Sarah Carter ’24
Since opening to members of the Holy Cross community on March 8, 2021 – a week ahead of its projected opening date – the Joanne Chouinard-Luth Recreation and Wellness center, colloquially referred to as “The Jo,” has aroused the interest and appropriation of students and faculty on campus. The facility, which boasts a shining armada of athletic machinery and workout and weightlifting spaces, serves as the premier center for student recreation and fitness at the College. To acquire some more insight into the success of The Jo’s first operating week, The Spire met again with Director of Campus Recreation, Jamie Shannon.

__Required work__
Reproduce word for word the passage of the article about The Jo above, from "Sarah Carter ’24" to "Recreation, Jamie Shannon.".

__Recorded information__
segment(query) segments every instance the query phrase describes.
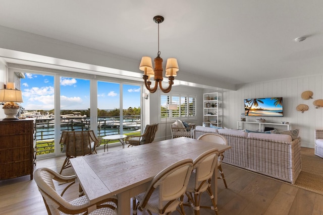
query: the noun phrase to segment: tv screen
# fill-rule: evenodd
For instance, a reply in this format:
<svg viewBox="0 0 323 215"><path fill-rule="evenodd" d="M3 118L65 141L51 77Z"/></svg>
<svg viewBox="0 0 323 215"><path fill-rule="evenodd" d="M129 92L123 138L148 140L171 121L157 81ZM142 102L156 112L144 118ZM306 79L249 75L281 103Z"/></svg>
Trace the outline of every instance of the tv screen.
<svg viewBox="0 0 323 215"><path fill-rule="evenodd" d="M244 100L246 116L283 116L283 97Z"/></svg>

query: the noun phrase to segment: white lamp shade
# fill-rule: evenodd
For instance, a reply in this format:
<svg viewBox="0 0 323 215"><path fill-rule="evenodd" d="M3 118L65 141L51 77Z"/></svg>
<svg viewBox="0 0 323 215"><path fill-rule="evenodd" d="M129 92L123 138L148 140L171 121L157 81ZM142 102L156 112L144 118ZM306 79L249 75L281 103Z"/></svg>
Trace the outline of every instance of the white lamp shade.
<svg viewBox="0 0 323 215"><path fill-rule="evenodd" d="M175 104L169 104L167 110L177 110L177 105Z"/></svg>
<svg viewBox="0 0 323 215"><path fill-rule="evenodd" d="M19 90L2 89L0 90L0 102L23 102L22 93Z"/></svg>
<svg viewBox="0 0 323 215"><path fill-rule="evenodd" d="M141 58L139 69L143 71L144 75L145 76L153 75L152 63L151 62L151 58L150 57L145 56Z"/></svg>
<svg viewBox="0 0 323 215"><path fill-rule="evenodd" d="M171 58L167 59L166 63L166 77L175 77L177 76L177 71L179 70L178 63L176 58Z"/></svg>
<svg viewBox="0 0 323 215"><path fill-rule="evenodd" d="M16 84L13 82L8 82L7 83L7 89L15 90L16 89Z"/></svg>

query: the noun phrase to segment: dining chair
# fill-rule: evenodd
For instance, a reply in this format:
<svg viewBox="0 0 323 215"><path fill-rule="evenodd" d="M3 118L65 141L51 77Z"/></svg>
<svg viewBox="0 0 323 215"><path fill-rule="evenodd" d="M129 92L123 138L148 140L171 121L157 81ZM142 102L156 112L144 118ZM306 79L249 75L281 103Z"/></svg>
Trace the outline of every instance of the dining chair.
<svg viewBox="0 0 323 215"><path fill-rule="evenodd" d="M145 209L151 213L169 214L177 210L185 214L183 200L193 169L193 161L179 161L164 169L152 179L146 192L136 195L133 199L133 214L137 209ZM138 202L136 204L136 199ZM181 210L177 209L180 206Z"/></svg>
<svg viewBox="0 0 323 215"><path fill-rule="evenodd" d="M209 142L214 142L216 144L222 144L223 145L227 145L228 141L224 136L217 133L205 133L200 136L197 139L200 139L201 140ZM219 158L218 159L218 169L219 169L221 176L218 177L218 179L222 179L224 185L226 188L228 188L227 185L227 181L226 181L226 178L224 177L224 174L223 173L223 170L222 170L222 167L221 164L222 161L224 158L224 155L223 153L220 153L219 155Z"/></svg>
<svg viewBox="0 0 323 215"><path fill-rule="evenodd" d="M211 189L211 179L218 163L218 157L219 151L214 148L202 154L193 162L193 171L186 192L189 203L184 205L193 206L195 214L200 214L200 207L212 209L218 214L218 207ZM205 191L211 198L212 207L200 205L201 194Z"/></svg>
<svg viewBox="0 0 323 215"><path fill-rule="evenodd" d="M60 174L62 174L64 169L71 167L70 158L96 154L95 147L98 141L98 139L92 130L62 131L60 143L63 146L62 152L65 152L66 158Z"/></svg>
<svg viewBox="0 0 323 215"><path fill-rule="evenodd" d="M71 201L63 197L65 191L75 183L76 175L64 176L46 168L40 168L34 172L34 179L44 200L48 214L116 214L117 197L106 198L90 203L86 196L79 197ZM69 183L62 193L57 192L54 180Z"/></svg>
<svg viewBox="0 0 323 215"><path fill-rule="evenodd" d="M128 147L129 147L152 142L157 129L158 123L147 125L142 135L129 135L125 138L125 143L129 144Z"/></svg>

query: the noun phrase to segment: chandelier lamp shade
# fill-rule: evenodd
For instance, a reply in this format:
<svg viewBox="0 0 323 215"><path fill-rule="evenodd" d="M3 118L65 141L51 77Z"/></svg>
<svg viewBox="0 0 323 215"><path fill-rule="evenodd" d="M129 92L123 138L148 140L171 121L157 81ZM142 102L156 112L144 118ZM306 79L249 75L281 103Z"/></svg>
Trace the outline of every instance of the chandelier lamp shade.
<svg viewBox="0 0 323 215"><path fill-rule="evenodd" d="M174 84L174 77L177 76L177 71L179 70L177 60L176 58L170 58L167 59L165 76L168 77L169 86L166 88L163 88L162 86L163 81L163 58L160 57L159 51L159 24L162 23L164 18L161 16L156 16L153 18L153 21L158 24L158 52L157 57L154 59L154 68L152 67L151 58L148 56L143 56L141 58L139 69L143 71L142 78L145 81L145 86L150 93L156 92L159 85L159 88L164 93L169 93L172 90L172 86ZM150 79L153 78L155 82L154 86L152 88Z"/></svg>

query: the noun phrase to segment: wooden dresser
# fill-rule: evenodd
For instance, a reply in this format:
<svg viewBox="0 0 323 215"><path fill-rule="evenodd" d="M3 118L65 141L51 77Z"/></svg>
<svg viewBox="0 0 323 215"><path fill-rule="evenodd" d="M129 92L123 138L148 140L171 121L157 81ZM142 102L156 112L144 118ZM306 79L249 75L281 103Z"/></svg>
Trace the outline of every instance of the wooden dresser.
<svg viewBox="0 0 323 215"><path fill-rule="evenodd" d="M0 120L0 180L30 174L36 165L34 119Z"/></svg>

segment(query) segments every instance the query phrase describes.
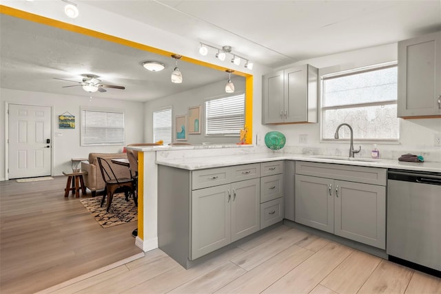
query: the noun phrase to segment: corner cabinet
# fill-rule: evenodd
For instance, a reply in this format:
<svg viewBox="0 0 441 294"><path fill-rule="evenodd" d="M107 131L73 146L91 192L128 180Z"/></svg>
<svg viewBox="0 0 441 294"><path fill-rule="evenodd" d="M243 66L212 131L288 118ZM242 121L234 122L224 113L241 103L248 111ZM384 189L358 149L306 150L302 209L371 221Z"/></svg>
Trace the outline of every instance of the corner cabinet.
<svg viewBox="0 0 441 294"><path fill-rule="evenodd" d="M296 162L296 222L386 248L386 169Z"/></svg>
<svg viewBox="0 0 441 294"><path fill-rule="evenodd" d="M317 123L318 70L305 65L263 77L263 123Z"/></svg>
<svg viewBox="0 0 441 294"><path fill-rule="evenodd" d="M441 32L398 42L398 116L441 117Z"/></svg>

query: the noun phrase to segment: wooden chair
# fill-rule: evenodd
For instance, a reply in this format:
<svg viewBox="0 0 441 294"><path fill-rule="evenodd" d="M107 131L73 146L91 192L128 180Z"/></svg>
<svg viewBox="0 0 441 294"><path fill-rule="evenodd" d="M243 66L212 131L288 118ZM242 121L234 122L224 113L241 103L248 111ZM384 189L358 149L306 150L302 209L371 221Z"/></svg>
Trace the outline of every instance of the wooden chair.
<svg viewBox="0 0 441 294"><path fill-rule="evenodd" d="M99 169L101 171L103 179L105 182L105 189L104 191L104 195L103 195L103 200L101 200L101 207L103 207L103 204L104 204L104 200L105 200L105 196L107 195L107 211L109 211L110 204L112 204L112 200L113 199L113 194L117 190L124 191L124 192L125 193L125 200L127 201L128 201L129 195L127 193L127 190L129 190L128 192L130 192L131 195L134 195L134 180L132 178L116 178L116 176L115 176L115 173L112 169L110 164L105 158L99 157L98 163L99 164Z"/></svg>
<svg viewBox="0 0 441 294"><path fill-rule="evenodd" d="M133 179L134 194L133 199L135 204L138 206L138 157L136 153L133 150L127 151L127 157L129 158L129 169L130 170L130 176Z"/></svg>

* * *

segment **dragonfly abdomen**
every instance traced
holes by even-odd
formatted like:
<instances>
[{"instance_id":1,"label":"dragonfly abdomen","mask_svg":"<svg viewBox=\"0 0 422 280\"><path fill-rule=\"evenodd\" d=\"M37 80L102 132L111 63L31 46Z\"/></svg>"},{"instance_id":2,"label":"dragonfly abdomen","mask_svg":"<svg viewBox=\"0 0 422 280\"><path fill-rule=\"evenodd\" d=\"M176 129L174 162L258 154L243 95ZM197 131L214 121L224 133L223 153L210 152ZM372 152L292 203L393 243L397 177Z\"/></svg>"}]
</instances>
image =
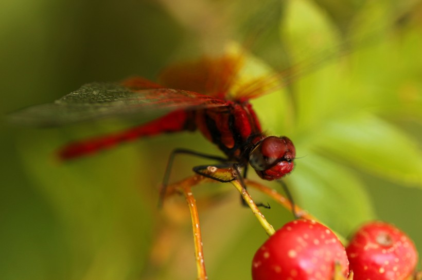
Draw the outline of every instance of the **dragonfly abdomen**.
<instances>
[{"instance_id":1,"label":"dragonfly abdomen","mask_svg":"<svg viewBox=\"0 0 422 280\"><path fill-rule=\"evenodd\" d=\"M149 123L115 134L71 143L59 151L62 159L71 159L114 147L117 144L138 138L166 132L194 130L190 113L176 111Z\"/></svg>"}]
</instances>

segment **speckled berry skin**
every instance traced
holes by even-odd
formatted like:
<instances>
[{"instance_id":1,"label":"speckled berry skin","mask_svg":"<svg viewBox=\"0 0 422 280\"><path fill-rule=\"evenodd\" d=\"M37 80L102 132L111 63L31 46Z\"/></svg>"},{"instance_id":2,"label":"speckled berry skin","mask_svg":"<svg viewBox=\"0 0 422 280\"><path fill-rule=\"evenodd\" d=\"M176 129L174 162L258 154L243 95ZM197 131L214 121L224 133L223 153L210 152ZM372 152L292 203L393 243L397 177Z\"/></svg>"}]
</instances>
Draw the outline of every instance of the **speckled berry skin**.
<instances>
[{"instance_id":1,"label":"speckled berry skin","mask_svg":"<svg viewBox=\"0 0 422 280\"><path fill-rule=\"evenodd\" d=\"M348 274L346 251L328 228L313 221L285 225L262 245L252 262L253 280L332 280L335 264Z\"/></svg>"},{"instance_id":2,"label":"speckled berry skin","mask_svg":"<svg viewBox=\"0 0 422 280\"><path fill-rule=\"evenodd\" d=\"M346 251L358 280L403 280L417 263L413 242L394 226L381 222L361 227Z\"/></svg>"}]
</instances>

__Exercise output__
Sarah Carter ’24
Since opening to members of the Holy Cross community on March 8, 2021 – a week ahead of its projected opening date – the Joanne Chouinard-Luth Recreation and Wellness center, colloquially referred to as “The Jo,” has aroused the interest and appropriation of students and faculty on campus. The facility, which boasts a shining armada of athletic machinery and workout and weightlifting spaces, serves as the premier center for student recreation and fitness at the College. To acquire some more insight into the success of The Jo’s first operating week, The Spire met again with Director of Campus Recreation, Jamie Shannon.